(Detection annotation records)
————
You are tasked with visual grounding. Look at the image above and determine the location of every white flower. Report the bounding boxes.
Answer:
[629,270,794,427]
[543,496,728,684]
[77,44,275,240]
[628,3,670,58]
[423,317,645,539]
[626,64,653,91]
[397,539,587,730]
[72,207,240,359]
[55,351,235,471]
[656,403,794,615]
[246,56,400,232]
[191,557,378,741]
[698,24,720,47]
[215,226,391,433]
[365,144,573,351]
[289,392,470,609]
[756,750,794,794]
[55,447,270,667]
————
_THE TASK_. Reproduce these records line for line, with nothing changed.

_COMPLETE RESPONSE_.
You are tasked with visual grounding. Look at the image above and determine the location of every white flower. Report the bounding boxes.
Answer:
[629,270,794,427]
[543,496,728,684]
[77,44,275,240]
[628,3,670,58]
[423,317,645,539]
[626,64,653,91]
[397,539,587,730]
[72,207,240,359]
[55,351,235,471]
[656,403,794,615]
[246,56,400,232]
[191,557,378,741]
[698,24,720,47]
[215,226,391,433]
[365,144,573,351]
[289,392,470,609]
[756,750,794,794]
[55,447,270,667]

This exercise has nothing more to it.